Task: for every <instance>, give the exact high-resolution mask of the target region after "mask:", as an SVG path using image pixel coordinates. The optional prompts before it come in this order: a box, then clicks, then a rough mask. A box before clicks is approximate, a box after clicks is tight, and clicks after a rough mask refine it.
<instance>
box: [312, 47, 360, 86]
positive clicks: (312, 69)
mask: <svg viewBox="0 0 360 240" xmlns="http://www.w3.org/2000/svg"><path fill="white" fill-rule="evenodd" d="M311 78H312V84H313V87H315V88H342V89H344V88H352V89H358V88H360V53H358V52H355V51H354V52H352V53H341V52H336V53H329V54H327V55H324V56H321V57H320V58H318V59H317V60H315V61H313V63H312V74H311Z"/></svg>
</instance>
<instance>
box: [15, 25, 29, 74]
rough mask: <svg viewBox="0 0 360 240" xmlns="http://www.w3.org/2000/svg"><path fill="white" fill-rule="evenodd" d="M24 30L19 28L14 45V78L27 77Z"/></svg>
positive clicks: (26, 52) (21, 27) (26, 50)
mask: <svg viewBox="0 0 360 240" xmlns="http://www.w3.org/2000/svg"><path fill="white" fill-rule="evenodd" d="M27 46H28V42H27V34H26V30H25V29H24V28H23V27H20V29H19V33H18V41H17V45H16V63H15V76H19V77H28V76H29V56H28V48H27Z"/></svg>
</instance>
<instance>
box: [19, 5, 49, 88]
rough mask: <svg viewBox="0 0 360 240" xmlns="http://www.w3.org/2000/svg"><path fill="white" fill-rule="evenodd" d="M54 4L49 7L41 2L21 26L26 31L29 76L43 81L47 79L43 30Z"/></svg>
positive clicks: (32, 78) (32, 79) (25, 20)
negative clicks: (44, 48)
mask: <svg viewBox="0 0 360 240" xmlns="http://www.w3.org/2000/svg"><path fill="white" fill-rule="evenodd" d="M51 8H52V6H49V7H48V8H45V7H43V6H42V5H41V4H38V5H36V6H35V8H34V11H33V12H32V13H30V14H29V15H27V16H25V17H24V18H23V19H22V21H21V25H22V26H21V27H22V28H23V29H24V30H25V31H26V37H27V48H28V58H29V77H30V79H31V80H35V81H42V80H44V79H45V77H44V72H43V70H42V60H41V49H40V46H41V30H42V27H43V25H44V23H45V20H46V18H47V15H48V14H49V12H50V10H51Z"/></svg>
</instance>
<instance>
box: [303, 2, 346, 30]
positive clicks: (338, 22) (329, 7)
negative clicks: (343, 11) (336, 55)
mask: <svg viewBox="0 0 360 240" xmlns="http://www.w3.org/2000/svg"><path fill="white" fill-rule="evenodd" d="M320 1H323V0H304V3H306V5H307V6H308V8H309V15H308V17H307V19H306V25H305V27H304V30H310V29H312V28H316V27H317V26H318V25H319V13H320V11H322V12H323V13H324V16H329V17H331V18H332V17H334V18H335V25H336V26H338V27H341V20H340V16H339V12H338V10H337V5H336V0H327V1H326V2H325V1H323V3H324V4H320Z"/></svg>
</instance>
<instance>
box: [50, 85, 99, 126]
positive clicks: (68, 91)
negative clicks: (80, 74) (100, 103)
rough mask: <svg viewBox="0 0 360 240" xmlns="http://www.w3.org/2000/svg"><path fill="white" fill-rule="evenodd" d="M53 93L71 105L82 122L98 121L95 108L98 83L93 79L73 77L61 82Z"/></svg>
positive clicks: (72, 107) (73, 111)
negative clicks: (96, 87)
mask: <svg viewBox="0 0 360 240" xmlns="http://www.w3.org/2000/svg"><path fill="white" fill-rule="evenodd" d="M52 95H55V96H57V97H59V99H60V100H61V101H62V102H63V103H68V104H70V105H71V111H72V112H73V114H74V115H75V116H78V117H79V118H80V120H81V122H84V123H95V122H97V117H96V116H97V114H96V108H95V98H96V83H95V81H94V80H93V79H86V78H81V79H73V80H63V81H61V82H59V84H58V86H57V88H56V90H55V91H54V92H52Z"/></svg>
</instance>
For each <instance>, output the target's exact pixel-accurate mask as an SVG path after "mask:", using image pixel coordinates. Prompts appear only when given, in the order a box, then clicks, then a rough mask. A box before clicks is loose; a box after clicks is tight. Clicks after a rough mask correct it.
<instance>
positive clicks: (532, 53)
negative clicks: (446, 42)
##############################
Retype the entire listing without altering anything.

Task: for every <instance>, give the exact high-resolution mask of the target region after "mask:", as an SVG path using image pixel coordinates. The optional prompts before it come in this order: a box, then clicks, then a rough mask. A box before clicks is approximate, a box after clicks is tight, and clicks after a rough mask refine it.
<instance>
box: [312, 47, 360, 86]
positive clicks: (312, 69)
mask: <svg viewBox="0 0 360 240" xmlns="http://www.w3.org/2000/svg"><path fill="white" fill-rule="evenodd" d="M311 78H312V84H313V87H315V88H342V89H344V88H352V89H358V88H360V53H358V52H355V51H354V52H352V53H341V52H336V53H329V54H327V55H324V56H321V57H320V58H318V59H317V60H315V61H313V63H312V74H311Z"/></svg>
</instance>
<instance>
box: [15, 25, 29, 74]
rough mask: <svg viewBox="0 0 360 240" xmlns="http://www.w3.org/2000/svg"><path fill="white" fill-rule="evenodd" d="M24 30L19 28L14 45V78L27 77Z"/></svg>
positive clicks: (26, 52) (21, 27) (26, 50)
mask: <svg viewBox="0 0 360 240" xmlns="http://www.w3.org/2000/svg"><path fill="white" fill-rule="evenodd" d="M27 46H28V42H27V34H26V30H25V29H24V28H23V27H20V29H19V33H18V41H17V45H16V63H15V76H19V77H28V76H29V56H28V48H27Z"/></svg>
</instance>
<instance>
box: [19, 5, 49, 88]
rough mask: <svg viewBox="0 0 360 240" xmlns="http://www.w3.org/2000/svg"><path fill="white" fill-rule="evenodd" d="M54 4L49 7L41 2L21 26L26 31L29 76L43 81L47 79L43 30Z"/></svg>
positive clicks: (32, 78) (32, 79) (25, 20)
negative clicks: (44, 48)
mask: <svg viewBox="0 0 360 240" xmlns="http://www.w3.org/2000/svg"><path fill="white" fill-rule="evenodd" d="M51 8H52V6H49V7H48V8H45V7H43V6H42V5H41V4H38V5H36V6H35V8H34V11H33V12H32V13H30V14H29V15H27V16H25V17H24V18H23V19H22V21H21V25H22V26H21V27H22V28H23V29H24V30H25V31H26V37H27V48H28V58H29V77H30V79H31V80H35V81H42V80H44V79H45V77H44V72H43V70H42V60H41V49H40V46H41V30H42V27H43V25H44V23H45V20H46V18H47V15H48V14H49V12H50V10H51Z"/></svg>
</instance>
<instance>
box: [303, 2, 346, 30]
positive clicks: (338, 22) (329, 7)
negative clicks: (343, 11) (336, 55)
mask: <svg viewBox="0 0 360 240" xmlns="http://www.w3.org/2000/svg"><path fill="white" fill-rule="evenodd" d="M320 1H323V0H304V3H306V5H307V6H308V8H309V15H308V17H307V19H306V25H305V27H304V30H310V29H312V28H316V27H317V26H318V25H319V13H320V11H322V12H323V13H324V16H329V17H331V18H332V17H334V18H335V25H336V26H338V27H341V20H340V16H339V12H338V10H337V5H336V0H327V1H326V2H325V1H323V3H324V4H320Z"/></svg>
</instance>
<instance>
box: [50, 85, 99, 126]
positive clicks: (68, 91)
negative clicks: (80, 74) (100, 103)
rough mask: <svg viewBox="0 0 360 240" xmlns="http://www.w3.org/2000/svg"><path fill="white" fill-rule="evenodd" d="M53 93L71 105L82 122L98 121L95 108L98 83L93 79L73 77L61 82Z"/></svg>
positive clicks: (72, 107) (73, 111)
negative clicks: (96, 87)
mask: <svg viewBox="0 0 360 240" xmlns="http://www.w3.org/2000/svg"><path fill="white" fill-rule="evenodd" d="M52 95H55V96H57V97H59V99H60V100H61V101H62V102H63V103H68V104H70V105H71V111H72V112H73V114H74V115H75V116H78V117H79V118H80V120H81V122H84V123H95V122H97V117H96V116H97V114H96V108H95V98H96V83H95V81H94V80H93V79H86V78H81V79H73V80H63V81H61V82H59V84H58V86H57V88H56V90H55V91H54V92H52Z"/></svg>
</instance>
For each <instance>, output the target's exact pixel-accurate mask as an SVG path after "mask:", using image pixel coordinates. Prompts appear only when given, in the order a box, then clicks, then a rough mask. A box before clicks is loose; a box after clicks is tight. Clicks after a rough mask correct it.
<instance>
positive clicks: (532, 53)
negative clicks: (446, 42)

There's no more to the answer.